Problem details:
Duplicate the passage on restoring asylum from "One Year into" up to and including "of those displaced.".

[[ Passage open ]]

One Year into President Biden’s Term, It’s Time to Restore Asylum

January 18, 2022Rachel Klein

The world is facing the worst refugee crisis in global history, and the United States is failing to do all it can to support those seeking refuge. More than 82 million people worldwide have left home to escape conflict and persecution, surpassing the record of displaced persons after World War II. Asylum-seekers - those fleeing persecution in their home countries - account for about 8 million of those displaced.

In the U.S., a person seeking asylum must already be in the United States or at a port of entry, such as an airport or land crossing, to apply for asylum protections. Generally, in order to be granted asylum, individuals must pass a "credible fear" interview with U.S. officials to verify the extreme danger they faced in their home countries, and then plead their case before an immigration judge.

The Trump administration decimated the U.S. asylum system through several restrictive policies which primarily targeted individuals seeking asylum at the southern border. Two such policies are the Migrant Protection Protocols (MPP or Remain in Mexico) and Title 42. Despite promising to end these policies and restore asylum, the Biden administration has increased the use of MPP and Title 42.

Migrant Protection Protocols

The Migrant Protection Protocols, implemented by the Trump administration in 2018, require asylum-seekers at the U.S. southern border to remain in Mexico as they await asylum hearings via video conference in temporary "tent court" facilities. Once returned to Mexico, asylum-seekers typically find refuge in camps at the border, where they often face violence, kidnappings, and conditions that cannot meet their basic human needs. There is not enough food or water in the camps, and the poor hygiene conditions are causing illnesses, including COVID-19, chicken pox, and infections, to spread rampantly. The COVID-19 pandemic made matters worse by postponing MPP hearings, leaving asylum-seekers stranded indefinitely in unsafe border camps.

[[ Passage closed ]]
[[ Data provided open ]]

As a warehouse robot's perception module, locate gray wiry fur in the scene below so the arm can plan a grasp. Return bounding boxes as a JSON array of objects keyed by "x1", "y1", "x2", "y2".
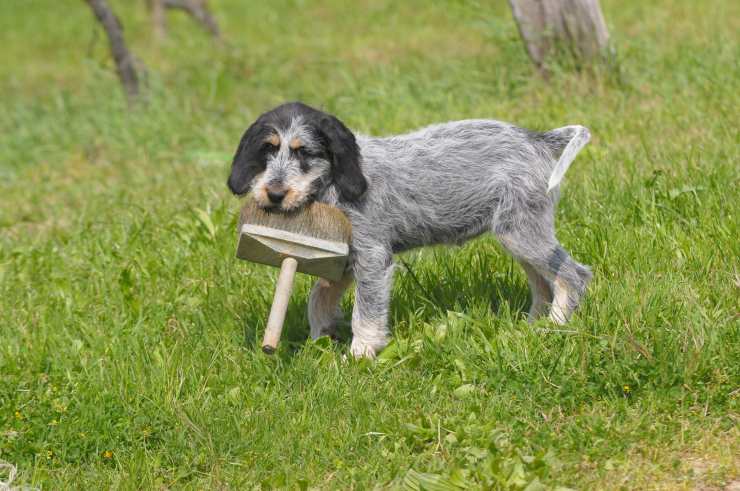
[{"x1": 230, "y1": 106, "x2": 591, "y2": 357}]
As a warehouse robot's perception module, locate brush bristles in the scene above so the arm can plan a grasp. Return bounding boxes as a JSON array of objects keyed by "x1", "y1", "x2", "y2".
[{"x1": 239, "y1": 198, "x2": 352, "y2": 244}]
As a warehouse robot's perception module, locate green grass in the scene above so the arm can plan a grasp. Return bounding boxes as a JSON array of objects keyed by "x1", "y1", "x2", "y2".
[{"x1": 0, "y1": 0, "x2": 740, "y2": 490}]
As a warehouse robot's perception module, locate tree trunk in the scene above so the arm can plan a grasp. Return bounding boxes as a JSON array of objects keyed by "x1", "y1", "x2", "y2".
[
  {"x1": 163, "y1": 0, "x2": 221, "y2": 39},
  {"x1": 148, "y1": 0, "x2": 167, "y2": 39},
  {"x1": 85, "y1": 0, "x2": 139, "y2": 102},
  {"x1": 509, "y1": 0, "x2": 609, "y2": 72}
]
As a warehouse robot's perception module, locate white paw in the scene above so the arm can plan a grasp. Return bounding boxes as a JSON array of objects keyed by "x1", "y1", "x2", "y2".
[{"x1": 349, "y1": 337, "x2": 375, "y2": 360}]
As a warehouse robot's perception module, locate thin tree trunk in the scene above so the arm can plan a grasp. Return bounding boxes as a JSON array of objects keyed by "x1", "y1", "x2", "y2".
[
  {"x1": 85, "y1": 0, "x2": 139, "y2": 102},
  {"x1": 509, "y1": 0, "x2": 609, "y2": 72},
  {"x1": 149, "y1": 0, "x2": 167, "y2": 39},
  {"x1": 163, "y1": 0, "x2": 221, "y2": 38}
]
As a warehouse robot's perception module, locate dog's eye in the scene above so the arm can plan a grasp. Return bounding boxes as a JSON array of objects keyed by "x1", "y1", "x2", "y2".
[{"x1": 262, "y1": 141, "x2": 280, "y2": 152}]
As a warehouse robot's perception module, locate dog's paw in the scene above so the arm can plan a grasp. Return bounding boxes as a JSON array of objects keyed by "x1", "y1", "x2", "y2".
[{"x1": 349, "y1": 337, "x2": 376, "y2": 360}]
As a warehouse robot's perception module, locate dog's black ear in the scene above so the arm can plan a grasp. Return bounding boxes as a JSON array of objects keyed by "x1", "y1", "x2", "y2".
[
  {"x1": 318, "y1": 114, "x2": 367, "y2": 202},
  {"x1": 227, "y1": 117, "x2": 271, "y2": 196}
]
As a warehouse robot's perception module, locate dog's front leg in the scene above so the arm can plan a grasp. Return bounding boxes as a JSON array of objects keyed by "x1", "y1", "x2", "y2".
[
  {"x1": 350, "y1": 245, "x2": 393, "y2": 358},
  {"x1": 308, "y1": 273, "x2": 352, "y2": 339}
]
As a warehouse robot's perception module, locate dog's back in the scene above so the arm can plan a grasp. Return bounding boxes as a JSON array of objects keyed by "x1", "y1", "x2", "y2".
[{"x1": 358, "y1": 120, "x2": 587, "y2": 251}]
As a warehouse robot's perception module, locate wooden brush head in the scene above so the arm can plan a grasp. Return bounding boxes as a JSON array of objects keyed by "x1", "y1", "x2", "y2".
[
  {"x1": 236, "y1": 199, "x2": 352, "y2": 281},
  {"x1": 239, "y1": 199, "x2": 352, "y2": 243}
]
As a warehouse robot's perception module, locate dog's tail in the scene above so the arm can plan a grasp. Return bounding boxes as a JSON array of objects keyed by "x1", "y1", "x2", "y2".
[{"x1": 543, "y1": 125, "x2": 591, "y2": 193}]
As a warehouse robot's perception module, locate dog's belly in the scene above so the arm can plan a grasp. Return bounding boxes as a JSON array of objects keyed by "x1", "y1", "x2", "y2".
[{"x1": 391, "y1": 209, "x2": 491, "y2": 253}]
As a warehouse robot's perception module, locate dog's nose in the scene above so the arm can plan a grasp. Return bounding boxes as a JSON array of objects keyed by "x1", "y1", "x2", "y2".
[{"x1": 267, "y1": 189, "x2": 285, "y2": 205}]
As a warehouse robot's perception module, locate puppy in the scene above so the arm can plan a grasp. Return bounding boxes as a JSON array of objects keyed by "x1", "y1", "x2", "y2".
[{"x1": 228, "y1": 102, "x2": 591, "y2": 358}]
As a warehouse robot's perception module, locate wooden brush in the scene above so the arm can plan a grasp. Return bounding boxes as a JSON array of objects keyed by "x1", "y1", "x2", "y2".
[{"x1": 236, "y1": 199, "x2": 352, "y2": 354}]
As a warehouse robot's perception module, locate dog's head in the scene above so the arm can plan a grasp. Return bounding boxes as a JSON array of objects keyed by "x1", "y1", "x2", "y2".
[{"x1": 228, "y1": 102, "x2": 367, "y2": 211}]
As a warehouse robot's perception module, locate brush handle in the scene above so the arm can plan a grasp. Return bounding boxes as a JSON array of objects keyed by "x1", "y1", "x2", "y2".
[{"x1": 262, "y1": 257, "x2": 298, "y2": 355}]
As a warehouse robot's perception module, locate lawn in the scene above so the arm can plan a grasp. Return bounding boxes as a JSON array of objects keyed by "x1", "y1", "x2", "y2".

[[ Data provided closed ]]

Result of this exercise:
One Year into President Biden’s Term, It’s Time to Restore Asylum

January 18, 2022Rachel Klein

The world is facing the worst refugee crisis in global history, and the United States is failing to do all it can to support those seeking refuge. More than 82 million people worldwide have left home to escape conflict and persecution, surpassing the record of displaced persons after World War II. Asylum-seekers - those fleeing persecution in their home countries - account for about 8 million of those displaced.